◆ **Aim**
Give as a numbered list the lines below, from the line containing "of the seagull" up to and including the final line, omitting any blank lines.

◆ **Entries provided**
◆ ◆ ◆ ◆

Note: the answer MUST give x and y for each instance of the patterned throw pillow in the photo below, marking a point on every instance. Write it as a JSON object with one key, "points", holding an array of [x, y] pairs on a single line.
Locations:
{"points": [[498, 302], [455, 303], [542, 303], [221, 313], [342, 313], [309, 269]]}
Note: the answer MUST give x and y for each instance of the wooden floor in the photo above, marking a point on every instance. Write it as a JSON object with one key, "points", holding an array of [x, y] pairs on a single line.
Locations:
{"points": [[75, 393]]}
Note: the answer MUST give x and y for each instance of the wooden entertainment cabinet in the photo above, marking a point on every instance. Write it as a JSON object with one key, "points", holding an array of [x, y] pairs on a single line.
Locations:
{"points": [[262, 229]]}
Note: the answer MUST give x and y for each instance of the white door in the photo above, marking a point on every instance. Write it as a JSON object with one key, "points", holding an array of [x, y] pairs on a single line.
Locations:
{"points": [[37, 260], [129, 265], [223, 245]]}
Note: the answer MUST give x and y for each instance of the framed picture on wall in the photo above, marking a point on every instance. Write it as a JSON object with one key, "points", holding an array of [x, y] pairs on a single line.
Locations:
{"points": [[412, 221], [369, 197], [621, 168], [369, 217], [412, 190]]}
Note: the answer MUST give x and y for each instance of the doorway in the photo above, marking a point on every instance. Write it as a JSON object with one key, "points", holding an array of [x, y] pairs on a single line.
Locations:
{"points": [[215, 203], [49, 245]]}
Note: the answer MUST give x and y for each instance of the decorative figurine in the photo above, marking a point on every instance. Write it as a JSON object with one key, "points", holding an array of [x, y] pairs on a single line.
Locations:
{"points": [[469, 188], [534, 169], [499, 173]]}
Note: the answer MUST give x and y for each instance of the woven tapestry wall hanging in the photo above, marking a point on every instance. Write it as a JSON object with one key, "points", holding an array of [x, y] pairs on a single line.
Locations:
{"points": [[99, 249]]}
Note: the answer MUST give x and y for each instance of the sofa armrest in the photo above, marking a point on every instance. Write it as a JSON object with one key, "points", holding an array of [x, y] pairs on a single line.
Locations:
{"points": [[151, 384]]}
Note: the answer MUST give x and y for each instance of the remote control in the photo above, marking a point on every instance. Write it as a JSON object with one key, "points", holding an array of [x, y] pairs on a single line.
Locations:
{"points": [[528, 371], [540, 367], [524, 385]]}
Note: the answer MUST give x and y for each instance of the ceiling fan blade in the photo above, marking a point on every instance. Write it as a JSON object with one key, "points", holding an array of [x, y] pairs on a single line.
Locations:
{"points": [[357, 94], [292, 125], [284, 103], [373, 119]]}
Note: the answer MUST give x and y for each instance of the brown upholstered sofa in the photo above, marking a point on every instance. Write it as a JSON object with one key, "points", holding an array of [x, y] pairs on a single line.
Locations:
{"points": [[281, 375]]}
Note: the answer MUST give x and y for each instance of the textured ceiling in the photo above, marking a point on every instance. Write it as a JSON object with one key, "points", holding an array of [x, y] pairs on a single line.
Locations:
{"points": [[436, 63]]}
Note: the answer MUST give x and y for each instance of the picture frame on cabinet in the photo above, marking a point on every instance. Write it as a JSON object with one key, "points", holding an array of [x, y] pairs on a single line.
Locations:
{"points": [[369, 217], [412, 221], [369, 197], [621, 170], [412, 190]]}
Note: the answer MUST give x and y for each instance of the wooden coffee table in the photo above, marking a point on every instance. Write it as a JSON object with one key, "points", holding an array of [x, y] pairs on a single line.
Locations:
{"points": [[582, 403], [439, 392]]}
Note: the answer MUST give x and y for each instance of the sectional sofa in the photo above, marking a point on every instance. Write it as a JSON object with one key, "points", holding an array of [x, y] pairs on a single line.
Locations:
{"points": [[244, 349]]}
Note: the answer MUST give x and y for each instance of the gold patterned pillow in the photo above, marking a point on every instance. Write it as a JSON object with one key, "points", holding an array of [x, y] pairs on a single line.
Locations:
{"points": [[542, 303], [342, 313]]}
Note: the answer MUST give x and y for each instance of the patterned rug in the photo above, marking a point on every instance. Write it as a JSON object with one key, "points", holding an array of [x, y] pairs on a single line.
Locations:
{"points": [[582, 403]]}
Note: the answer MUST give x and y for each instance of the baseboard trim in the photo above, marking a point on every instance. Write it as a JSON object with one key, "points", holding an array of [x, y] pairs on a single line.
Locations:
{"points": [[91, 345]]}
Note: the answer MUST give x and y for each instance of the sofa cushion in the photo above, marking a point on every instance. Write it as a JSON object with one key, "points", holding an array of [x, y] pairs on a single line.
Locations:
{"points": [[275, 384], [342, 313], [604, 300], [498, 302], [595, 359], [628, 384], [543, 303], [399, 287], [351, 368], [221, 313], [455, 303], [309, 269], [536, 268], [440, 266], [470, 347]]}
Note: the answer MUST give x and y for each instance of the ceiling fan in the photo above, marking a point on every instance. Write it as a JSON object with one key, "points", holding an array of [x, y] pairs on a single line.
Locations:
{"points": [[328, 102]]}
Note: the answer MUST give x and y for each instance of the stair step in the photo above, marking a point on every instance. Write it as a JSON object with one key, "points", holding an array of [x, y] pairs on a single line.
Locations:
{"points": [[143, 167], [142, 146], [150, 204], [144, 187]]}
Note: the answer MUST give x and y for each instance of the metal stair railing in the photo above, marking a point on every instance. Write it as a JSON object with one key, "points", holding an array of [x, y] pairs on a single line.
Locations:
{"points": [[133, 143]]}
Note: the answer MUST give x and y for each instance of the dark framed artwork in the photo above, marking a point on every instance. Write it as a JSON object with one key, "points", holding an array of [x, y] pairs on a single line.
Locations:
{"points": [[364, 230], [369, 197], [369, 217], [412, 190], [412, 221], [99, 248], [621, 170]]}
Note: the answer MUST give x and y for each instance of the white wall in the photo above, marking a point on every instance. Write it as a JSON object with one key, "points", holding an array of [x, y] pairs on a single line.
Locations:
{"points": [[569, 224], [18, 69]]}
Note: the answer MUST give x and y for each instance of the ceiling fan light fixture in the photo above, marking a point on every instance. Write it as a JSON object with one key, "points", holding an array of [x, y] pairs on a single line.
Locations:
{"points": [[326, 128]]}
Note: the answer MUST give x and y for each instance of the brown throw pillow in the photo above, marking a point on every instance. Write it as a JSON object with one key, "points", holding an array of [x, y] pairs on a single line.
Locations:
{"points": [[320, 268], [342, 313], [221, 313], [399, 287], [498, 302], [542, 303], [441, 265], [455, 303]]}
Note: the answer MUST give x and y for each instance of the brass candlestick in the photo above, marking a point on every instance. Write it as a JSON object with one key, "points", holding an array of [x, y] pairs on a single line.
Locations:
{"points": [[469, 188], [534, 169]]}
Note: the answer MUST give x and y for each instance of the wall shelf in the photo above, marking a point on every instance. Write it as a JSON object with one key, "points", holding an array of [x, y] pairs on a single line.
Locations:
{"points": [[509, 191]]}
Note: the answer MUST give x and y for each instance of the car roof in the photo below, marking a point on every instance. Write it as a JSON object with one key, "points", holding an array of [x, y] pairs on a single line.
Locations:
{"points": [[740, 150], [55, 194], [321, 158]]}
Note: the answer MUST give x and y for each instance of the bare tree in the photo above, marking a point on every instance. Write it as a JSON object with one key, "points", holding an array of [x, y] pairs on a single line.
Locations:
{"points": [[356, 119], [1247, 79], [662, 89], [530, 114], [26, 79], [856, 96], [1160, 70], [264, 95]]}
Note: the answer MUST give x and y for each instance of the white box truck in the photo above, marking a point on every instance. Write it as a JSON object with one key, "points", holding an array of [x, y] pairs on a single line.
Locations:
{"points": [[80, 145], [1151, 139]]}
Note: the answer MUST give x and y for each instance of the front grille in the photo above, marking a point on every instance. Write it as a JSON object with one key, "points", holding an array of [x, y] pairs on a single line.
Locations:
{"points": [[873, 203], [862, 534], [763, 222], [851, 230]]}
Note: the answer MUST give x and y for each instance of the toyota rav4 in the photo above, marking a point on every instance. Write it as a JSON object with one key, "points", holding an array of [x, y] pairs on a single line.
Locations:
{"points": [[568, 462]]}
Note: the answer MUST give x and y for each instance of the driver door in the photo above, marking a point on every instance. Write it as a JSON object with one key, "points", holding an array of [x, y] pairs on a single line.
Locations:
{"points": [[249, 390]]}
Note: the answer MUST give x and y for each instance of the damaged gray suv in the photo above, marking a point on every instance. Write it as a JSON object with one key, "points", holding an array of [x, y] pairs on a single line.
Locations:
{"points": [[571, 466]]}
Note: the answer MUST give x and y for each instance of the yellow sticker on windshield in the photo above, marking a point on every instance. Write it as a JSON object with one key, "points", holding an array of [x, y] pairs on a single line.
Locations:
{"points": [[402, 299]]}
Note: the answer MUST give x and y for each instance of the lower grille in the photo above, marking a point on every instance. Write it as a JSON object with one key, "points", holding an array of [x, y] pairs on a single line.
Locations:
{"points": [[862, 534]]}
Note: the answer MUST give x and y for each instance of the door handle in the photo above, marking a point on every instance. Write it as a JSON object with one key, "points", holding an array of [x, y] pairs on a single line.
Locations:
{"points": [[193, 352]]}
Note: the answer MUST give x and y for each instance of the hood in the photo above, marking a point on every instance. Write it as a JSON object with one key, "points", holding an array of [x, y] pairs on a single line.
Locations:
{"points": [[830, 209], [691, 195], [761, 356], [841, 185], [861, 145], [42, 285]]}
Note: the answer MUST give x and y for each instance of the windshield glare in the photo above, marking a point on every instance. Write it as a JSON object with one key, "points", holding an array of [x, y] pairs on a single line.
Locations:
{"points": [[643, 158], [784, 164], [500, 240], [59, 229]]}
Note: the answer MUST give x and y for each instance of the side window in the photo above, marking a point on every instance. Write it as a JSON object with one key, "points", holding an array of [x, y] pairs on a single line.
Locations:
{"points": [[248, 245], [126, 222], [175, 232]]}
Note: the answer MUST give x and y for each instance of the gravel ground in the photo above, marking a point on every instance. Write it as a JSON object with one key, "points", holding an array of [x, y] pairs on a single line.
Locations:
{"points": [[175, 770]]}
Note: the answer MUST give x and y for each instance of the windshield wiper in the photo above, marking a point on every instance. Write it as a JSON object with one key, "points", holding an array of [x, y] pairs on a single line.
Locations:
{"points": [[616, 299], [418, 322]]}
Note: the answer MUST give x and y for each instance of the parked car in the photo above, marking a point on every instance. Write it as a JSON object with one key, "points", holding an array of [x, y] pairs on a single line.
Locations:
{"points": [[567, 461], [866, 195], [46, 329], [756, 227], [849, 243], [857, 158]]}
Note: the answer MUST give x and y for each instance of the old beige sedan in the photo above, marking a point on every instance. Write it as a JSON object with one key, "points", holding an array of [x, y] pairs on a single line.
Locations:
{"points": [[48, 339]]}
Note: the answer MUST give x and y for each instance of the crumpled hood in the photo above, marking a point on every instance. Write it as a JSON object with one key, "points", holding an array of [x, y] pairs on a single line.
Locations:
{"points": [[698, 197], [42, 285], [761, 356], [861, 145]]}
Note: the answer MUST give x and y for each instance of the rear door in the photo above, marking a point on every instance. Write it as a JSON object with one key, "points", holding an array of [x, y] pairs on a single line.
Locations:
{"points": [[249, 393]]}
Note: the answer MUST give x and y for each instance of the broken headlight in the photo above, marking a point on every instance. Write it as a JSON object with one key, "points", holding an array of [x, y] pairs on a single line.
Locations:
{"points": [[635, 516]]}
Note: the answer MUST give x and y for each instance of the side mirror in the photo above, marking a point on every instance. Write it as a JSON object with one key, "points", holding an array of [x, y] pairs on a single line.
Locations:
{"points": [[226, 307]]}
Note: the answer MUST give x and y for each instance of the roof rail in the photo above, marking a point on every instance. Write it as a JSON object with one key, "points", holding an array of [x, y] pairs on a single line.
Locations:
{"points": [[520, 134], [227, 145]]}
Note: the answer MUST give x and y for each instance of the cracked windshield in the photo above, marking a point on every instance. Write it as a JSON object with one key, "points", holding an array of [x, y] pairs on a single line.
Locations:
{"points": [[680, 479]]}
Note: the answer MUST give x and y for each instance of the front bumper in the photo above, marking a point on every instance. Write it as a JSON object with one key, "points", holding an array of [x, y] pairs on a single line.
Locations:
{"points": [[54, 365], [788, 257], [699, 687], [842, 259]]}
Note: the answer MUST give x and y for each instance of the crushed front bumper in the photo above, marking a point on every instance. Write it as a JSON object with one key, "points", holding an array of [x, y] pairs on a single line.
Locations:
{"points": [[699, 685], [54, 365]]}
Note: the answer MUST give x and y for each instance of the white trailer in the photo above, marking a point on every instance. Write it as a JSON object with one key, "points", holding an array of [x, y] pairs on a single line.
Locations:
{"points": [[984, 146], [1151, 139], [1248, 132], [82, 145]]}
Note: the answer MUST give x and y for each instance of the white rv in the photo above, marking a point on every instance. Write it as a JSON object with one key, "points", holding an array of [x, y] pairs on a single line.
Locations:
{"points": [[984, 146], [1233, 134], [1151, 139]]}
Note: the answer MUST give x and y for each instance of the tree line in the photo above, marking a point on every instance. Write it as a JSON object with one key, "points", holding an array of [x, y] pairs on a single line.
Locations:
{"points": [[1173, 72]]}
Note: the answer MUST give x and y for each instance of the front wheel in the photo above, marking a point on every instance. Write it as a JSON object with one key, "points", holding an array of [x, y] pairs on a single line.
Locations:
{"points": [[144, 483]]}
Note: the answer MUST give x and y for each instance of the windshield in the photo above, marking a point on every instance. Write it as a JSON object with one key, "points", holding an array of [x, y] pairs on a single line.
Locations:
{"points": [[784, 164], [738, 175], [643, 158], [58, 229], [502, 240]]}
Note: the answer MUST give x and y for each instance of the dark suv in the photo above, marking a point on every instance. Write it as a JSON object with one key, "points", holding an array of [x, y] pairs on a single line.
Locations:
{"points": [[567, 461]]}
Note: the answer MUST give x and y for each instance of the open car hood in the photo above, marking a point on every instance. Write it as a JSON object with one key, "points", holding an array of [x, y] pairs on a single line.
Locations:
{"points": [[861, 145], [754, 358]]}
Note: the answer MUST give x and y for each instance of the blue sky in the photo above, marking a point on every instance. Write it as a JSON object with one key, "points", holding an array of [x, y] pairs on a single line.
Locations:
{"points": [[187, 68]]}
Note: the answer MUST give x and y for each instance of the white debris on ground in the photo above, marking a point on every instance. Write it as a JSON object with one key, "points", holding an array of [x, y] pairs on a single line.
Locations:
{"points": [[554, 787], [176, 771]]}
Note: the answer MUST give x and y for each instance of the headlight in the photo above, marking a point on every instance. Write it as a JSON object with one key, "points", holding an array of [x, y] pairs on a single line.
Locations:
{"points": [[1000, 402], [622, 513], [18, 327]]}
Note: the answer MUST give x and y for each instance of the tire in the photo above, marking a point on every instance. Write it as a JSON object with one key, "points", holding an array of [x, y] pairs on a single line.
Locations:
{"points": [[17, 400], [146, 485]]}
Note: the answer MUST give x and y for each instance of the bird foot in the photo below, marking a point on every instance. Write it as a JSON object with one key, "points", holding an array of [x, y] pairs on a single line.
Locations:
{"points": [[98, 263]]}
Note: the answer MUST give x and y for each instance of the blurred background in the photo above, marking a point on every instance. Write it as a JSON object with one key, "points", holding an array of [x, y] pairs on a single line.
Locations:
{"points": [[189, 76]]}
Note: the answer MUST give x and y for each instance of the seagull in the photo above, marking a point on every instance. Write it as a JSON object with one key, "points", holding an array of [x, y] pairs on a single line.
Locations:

◆ ◆ ◆ ◆

◆ **Solution below**
1. Note: the answer MUST give x and y for each instance of the seagull in the photo above, marking a point on every instance. Write it as a JSON object with one key, "points", holding an array of [x, y] pairs on a single line.
2. Locations:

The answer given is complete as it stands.